> _EXERCISE_
Find the line that contains "Q: Point out each instance of the bare". Repeat that line and all lines following it, exactly, through the end of the listing below.

> _DATA SUPPLIED_
#####

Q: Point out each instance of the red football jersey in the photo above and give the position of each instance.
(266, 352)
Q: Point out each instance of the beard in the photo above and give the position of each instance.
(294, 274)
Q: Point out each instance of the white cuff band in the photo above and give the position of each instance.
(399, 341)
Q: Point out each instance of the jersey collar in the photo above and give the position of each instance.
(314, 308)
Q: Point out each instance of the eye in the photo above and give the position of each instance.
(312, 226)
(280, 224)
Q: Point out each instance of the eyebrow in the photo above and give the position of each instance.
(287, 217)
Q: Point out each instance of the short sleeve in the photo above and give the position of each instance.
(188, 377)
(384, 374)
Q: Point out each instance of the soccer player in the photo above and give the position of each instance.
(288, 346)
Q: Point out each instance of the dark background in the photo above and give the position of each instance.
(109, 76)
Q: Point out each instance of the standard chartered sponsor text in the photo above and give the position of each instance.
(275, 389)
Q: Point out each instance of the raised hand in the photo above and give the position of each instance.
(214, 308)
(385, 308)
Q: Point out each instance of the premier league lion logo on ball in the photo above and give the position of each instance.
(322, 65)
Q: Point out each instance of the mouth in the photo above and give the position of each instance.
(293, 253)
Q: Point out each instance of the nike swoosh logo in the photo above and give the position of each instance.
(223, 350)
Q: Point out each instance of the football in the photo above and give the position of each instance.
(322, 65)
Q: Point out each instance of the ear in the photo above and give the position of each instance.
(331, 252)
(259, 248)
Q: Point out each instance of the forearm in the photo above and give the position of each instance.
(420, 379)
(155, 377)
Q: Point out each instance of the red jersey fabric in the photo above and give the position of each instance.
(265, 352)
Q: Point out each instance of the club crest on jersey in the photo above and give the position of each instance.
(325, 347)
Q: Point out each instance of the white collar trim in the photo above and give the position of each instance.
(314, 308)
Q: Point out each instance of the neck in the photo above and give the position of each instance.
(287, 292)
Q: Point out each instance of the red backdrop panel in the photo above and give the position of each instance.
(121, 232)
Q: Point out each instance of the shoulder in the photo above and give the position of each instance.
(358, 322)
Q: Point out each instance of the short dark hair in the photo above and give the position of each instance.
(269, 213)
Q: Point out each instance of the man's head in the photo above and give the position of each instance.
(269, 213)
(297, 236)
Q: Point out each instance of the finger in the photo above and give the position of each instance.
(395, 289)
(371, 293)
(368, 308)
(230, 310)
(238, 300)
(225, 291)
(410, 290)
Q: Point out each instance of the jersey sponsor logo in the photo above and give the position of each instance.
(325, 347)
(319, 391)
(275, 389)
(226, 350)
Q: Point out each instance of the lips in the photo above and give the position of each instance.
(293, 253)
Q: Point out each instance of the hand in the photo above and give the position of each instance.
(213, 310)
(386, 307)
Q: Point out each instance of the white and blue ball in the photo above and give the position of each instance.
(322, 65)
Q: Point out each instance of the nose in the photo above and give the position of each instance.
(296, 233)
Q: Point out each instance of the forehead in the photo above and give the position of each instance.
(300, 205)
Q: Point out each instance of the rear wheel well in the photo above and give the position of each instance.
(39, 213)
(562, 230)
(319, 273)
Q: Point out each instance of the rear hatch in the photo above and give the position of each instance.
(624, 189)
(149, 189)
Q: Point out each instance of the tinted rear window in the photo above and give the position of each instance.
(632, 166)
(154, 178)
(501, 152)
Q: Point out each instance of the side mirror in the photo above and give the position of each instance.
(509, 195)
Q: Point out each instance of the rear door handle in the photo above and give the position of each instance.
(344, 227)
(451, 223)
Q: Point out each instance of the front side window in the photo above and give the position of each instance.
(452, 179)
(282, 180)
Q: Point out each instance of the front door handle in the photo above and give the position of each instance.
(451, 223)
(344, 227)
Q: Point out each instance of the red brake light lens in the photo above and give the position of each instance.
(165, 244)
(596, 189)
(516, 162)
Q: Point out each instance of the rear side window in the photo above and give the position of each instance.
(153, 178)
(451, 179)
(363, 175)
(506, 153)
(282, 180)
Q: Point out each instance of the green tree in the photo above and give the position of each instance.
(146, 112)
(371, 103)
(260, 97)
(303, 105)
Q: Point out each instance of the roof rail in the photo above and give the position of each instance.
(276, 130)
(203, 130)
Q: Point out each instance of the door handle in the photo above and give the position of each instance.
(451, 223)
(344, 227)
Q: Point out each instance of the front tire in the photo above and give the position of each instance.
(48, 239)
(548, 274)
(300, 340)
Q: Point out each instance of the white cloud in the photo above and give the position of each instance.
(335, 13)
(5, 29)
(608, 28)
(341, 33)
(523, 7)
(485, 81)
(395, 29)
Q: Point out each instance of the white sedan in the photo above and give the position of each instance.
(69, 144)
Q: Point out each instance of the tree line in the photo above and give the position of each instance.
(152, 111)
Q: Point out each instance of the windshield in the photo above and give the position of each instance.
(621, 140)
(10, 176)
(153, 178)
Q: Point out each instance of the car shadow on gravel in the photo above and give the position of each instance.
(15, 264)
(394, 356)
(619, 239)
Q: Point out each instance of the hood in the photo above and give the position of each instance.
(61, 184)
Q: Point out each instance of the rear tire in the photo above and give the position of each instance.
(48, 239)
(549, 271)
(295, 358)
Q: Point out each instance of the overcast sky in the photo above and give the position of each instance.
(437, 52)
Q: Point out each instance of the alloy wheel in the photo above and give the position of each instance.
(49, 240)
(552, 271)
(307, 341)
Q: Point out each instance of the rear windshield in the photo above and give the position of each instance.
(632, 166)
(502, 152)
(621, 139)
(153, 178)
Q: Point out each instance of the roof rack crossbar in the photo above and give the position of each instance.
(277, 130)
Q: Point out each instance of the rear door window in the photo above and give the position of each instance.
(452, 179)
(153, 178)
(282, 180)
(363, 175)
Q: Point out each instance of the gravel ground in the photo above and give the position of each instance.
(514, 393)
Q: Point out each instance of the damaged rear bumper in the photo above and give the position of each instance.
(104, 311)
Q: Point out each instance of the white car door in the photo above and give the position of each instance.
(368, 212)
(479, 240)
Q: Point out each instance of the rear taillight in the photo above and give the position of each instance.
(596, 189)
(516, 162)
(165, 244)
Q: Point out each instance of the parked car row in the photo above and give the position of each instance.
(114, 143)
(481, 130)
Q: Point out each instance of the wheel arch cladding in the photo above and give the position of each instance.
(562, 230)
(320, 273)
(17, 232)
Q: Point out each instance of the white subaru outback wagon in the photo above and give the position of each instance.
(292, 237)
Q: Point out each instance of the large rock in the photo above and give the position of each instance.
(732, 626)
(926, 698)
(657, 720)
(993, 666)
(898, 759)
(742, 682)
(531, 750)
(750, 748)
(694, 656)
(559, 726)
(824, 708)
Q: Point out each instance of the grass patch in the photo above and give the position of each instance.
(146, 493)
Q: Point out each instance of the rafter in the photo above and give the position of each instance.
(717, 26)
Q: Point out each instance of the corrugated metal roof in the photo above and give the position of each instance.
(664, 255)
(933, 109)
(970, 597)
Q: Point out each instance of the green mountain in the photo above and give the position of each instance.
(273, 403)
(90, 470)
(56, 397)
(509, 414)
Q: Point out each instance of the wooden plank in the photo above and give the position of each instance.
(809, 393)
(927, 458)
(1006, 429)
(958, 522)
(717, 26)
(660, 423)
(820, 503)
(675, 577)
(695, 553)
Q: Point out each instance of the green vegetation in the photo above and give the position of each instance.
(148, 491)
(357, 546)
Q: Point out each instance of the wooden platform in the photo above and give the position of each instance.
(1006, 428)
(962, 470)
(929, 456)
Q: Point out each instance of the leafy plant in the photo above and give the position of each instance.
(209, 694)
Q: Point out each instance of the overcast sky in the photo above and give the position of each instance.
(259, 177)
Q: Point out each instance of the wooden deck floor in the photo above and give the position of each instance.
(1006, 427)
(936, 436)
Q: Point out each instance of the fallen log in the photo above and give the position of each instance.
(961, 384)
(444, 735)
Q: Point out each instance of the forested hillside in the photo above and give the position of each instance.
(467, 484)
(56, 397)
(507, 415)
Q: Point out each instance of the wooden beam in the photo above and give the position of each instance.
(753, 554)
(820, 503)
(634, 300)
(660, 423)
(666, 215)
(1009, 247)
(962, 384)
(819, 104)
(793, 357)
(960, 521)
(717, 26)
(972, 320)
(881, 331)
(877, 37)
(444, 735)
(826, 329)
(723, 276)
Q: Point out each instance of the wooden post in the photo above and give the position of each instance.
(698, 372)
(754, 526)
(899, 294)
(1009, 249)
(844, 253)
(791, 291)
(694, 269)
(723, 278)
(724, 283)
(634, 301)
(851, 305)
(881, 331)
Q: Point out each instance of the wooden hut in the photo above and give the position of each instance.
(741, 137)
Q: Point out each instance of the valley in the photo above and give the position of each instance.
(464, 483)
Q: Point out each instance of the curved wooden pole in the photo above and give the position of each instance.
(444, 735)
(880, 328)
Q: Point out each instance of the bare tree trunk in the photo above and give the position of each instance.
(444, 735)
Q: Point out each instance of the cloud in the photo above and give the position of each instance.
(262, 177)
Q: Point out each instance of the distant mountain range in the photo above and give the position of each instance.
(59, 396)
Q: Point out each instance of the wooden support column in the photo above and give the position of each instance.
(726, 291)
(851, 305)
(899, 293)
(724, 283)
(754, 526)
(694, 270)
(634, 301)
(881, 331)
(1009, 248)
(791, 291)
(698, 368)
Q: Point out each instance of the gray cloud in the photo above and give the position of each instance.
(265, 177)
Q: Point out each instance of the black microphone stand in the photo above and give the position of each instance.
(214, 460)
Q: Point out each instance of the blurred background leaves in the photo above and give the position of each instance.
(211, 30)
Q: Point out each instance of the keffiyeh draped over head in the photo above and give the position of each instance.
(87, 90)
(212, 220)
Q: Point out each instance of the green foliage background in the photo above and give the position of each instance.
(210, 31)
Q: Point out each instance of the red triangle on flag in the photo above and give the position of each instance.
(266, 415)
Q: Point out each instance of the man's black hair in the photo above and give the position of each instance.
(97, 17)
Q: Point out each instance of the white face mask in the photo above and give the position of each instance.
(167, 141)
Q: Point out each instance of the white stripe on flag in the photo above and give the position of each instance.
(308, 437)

#####

> _COMPLETED EXERCISE_
Q: Point out each instance of the bare tree trunk in the photo above and give the position of each instance.
(444, 735)
Q: Point out each instance of the cloud in the photo above and give the position of each instance.
(262, 177)
Q: Point out each instance of the distant mountain range in the photo above and give the position of each instance.
(59, 396)
Q: Point out each instance of the wooden support column in the photo above and give the position of each instance.
(726, 291)
(851, 305)
(899, 293)
(724, 283)
(754, 526)
(694, 270)
(634, 301)
(881, 331)
(1009, 248)
(791, 291)
(698, 368)
Q: Point out each instance of the gray cloud in the photo above and give the position of each instance.
(265, 177)
Q: Point out each instance of the black microphone stand in the photo above and give the position of each instance.
(214, 460)
Q: Point out each instance of the blurred background leaves in the photo above and give the position of each instance.
(211, 30)
Q: Point out each instance of the keffiyeh draped over head in the photo above and give the position of each instance.
(87, 90)
(212, 220)
Q: Point out each instance of the green foliage background in the photo above and give the position of each instance.
(210, 31)
Q: Point out each instance of the red triangle on flag in the photo above and give the position of each instance.
(266, 415)
Q: Point out each instance of the man's black hair in the photo above and give the position of each instance.
(97, 17)
Q: Point out each instance of the white face mask in the photo above and give the position of each instance.
(167, 141)
Q: Point out each instance of the white stripe on flag in the photo above and give the position of each instance.
(308, 437)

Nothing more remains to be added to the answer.